— BEGIN EXTRACTED RECORDS —

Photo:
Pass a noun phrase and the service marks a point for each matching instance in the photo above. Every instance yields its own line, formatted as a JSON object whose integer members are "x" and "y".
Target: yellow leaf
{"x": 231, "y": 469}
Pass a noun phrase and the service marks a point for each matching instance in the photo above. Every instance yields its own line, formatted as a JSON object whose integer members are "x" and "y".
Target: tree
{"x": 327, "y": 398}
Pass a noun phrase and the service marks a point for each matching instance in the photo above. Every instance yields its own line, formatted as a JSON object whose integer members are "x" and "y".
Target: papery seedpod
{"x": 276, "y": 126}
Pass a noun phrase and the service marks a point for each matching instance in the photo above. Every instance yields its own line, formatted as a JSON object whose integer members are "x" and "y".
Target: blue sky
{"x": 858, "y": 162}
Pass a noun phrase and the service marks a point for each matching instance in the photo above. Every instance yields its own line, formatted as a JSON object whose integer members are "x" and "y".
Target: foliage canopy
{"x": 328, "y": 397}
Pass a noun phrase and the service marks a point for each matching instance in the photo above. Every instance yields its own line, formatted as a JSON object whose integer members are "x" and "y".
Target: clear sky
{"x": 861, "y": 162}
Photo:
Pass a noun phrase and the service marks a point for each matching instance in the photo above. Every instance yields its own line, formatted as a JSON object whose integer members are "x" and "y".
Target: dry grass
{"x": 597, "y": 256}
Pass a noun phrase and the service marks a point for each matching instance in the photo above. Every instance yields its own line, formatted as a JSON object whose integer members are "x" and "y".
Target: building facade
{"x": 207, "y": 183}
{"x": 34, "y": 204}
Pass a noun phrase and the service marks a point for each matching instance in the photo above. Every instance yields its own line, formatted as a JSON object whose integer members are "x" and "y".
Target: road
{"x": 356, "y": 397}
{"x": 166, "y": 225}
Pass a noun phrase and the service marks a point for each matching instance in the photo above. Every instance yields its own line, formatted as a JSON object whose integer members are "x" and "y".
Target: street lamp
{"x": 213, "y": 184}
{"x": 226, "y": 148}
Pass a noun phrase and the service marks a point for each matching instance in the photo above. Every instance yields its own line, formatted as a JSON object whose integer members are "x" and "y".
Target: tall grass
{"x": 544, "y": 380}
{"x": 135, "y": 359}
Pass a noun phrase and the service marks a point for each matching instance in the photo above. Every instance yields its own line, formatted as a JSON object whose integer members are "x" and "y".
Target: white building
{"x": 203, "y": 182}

— END EXTRACTED RECORDS —

▶ [TASK GOAL]: Repeat the whole listing exactly, keeping every line intact.

▶ [COMPLETE ANSWER]:
Photo:
Pass a noun phrase and the service marks a point for each matching instance in the photo above. Every instance yields its own line, formatted as a JSON object whose integer members are "x" and "y".
Target: yellow leaf
{"x": 231, "y": 469}
Pass a noun phrase and the service marks a point for each matching instance in the photo above. Every instance yields its own line, formatted as a JSON object whose integer members are "x" and "y".
Target: tree
{"x": 327, "y": 398}
Pass a noun phrase and the service marks a point for each matching instance in the photo above. Every instance yields its own line, formatted as a JSON object whose integer members are "x" and "y".
Target: papery seedpod
{"x": 276, "y": 126}
Pass a noun phrase and the service marks a point for each matching instance in the photo above. Every instance yields its own line, formatted as a JSON object whose integer members are "x" and "y".
Target: blue sky
{"x": 858, "y": 162}
Pass a noun phrase and the service marks a point for each matching instance in the photo above. Every instance yields its own line, formatted as a JSON object whose integer members are "x" and "y".
Target: foliage canopy
{"x": 328, "y": 397}
Pass a noun phrase and the service marks a point for each matching instance in the photo above. Every instance yields its own line, formatted as a JSON object whose integer members are "x" and "y".
Target: clear sky
{"x": 861, "y": 162}
Photo:
Pass a noun phrase and the service marks a point for each matching instance in the photo above. Every instance yields its own line, formatted as a JSON object whose integer members are "x" and "y".
Target: dry grass
{"x": 597, "y": 256}
Pass a noun phrase and the service marks a point for each matching instance in the photo above. Every instance yields its own line, formatted as a JSON object whose integer members are "x" and "y".
Target: building facade
{"x": 207, "y": 183}
{"x": 34, "y": 204}
Pass a noun phrase and the service marks a point for each matching instance in the photo above. Every instance yields its own line, formatted as a JSON object whose integer members are "x" and "y".
Target: road
{"x": 356, "y": 397}
{"x": 166, "y": 225}
Pass a noun phrase and the service marks a point for each matching instance in the photo above. Every instance yields its own line, formatted as a JSON object whose integer members are "x" and "y".
Target: street lamp
{"x": 213, "y": 184}
{"x": 226, "y": 148}
Pass a noun phrase and the service marks a point for each matching instance in the photo above. Every instance yields its own line, formatted as a JSON object whose integer members are "x" and "y".
Target: tall grass
{"x": 544, "y": 380}
{"x": 135, "y": 359}
Pass a noun phrase and the service marks a point for each matching instance in the photo above. Every instance yields its own line, formatted as a JSON object whose integer members are "x" and "y".
Target: white building
{"x": 203, "y": 182}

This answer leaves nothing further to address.